◆ **INSTRUCTIONS**:
1 – From the text on mid-side stereo restoration, list every kind of recording or mix it gives as an example of a missing or weakened side component.
2 – Reproduce the part of the text on mid-side stereo restoration between "The model receives" and "provide exact definitions.", inclusive, switching "diagram" to "figure".

The two target use cases (legacy mono restoration and stereo width enhancement) reduce to a common mathematical structure. In both cases, the available input is a mid signal $x_m$ and a degraded or absent side signal $\tilde{x}_{s}$, and the objective is to recover the original side signal $x_s$. The model is designed for two input conditions.

  • mono reconstruction: the side component is entirely absent ($\tilde{x}_{s} = 0$), as in legacy mono recordings or intentional mono downmixes
  • degraded stereo enhancement: the side component is attenuated ($\tilde{x}_{s} = \alpha x_s$, $\alpha \in (0, 0.5)$), as in over-compressed or width-reduced mixes

Given stereo channels $x_L$ and $x_R$, the mid-side representation is defined as

$$ x_m = \frac{x_L + x_R}{2}, \qquad x_s = \frac{x_L - x_R}{2} $$

The model receives the mid component $x_m$ and an incomplete spatial cue $\tilde{x}{s}$, and estimates a restored side signal $\hat{x}{s}$:

$$ \hat{x}_s = f_\theta(x_m,, \tilde{x}_s) $$

The final stereo output is reconstructed as

$$ \hat{x}_L = x_m + \hat{x}_s, \qquad \hat{x}_R = x_m - \hat{x}_s $$

Method

Notation

The following diagram shows how the principal symbols relate to one another through the signal processing chain. Tables below provide exact definitions.

◆ **RAW DATA**:
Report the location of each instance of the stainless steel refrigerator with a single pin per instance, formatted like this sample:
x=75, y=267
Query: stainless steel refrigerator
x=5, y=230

◆ **RESULTS OF THE EXERCISE**:
1 –
- legacy mono recordings
- intentional mono downmixes
- over-compressed mixes
- width-reduced mixes

2 –
The model receives the mid component $x_m$ and an incomplete spatial cue $\tilde{x}{s}$, and estimates a restored side signal $\hat{x}{s}$:

$$ \hat{x}_s = f_\theta(x_m,, \tilde{x}_s) $$

The final stereo output is reconstructed as

$$ \hat{x}_L = x_m + \hat{x}_s, \qquad \hat{x}_R = x_m - \hat{x}_s $$

Method

Notation

The following figure shows how the principal symbols relate to one another through the signal processing chain. Tables below provide exact definitions.